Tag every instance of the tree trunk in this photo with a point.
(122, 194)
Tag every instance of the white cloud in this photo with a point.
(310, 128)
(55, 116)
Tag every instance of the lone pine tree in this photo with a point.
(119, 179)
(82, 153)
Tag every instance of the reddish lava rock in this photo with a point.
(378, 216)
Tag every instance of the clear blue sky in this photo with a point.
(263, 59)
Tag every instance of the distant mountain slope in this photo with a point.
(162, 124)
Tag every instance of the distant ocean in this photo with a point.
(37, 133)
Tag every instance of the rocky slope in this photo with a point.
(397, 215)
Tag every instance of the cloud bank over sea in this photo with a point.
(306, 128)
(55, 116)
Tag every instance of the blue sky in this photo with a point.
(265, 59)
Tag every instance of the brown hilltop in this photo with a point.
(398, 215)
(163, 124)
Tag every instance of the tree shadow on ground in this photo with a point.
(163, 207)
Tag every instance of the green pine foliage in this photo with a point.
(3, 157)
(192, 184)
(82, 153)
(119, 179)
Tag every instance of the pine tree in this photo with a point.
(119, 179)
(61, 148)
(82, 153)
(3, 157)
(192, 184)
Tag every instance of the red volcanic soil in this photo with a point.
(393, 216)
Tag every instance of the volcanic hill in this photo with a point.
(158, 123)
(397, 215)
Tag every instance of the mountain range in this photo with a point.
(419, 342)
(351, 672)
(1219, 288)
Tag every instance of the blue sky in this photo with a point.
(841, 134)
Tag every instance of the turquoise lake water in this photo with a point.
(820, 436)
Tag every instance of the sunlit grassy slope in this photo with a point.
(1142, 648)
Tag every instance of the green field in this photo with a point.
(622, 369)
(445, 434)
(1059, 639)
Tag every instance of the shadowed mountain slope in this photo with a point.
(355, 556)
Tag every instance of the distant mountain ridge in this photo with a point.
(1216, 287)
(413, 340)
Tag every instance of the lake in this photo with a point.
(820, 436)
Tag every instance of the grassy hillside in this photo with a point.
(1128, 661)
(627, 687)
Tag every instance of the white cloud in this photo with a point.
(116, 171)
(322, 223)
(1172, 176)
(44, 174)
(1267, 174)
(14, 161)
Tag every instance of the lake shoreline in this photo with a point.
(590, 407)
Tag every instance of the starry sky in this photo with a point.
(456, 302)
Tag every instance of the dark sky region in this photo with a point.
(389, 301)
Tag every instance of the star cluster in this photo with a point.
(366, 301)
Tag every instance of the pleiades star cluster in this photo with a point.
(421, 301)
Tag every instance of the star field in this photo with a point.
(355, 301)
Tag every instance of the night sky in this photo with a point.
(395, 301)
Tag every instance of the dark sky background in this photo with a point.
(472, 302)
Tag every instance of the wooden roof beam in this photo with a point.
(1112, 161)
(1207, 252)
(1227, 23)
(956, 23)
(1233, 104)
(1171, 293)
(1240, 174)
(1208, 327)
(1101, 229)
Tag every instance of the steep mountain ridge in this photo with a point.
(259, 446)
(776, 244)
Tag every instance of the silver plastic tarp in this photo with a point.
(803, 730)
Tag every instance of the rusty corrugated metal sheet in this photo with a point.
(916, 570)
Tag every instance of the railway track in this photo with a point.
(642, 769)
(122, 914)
━━━━━━━━━━
## TO DO
What you return must match the entries exactly, word for word.

## YOUR RESPONSE
Tag every instance of the tree trunk in this photo with a point.
(122, 194)
Tag every instance of the white cloud in this photo with a point.
(310, 128)
(55, 116)
Tag every instance of the lone pine tree in this photo with a point.
(119, 179)
(82, 153)
Tag every instance of the reddish lava rock in this photo with a point.
(378, 216)
Tag every instance of the clear blue sky in this photo with a point.
(263, 59)
Tag every instance of the distant mountain slope in this photo with a point.
(162, 124)
Tag every instance of the distant ocean in this photo with a point.
(37, 133)
Tag every instance of the rocky slope in this photo with a point.
(397, 215)
Tag every instance of the cloud bank over sea in this photo with a point.
(306, 128)
(55, 116)
Tag every instance of the blue sky in this photo with a point.
(265, 59)
Tag every instance of the brown hilltop in this photo with a point.
(398, 215)
(163, 124)
Tag every instance of the tree shadow on ground in this photo with a point.
(163, 207)
Tag every instance of the green pine foliage in this photo with a point.
(3, 157)
(192, 184)
(82, 153)
(119, 179)
Tag every instance of the pine tree in this photo with a point.
(119, 179)
(61, 148)
(82, 153)
(3, 157)
(192, 184)
Tag every instance of the red volcanic soil in this photo with a point.
(393, 216)
Tag every instance of the volcanic hill in this photo with a point.
(158, 123)
(397, 215)
Tag every instance of the mountain range in this photo with a point.
(419, 342)
(351, 672)
(1219, 288)
Tag every instance of the blue sky in this photo with a point.
(841, 134)
Tag every instance of the turquoise lake water in this photo with a point.
(820, 436)
Tag every instance of the sunlit grassy slope in this photo with a point.
(1142, 648)
Tag every instance of the green field in this photo with a point.
(622, 369)
(445, 434)
(1059, 639)
Tag every instance of the shadowed mountain slope in this photo with a point.
(355, 556)
Tag every instance of the distant mountain ridge in this photo with a point.
(1216, 287)
(413, 340)
Tag every instance of the lake in this photo with a point.
(820, 436)
Tag every instance of the grassy hillside in this photo with a point.
(1128, 661)
(627, 687)
Tag every instance of the white cloud in this photo with a point.
(116, 171)
(322, 223)
(1172, 176)
(44, 174)
(1267, 174)
(14, 161)
Tag every instance of the lake shoreline in this photo with a point.
(590, 407)
Tag every instance of the starry sky in this photo with a point.
(456, 302)
Tag every instance of the dark sky region in this photo with a point.
(389, 301)
Tag every instance of the star cluster in this photo with a point.
(366, 301)
Tag every instance of the pleiades star cluster in this photo with a point.
(421, 301)
Tag every instance of the star field in this photo with a point.
(355, 301)
Tag every instance of the night sky in this photo with a point.
(395, 301)
Tag every instance of the dark sky background in this photo with a point.
(472, 302)
Tag every instance of the wooden roof beam in this photo with a point.
(1112, 161)
(1207, 252)
(1227, 23)
(956, 23)
(1233, 104)
(1171, 293)
(1240, 174)
(1208, 327)
(1101, 229)
Tag every instance of the steep mountain ridge in this photo with a point.
(259, 446)
(776, 244)
Tag every instance of the silver plastic tarp in this photo with a point.
(803, 730)
Tag every instance of the rusty corrugated metal sheet in this photo with a point.
(916, 570)
Tag every instance of the railway track in this photo with a point.
(642, 769)
(122, 914)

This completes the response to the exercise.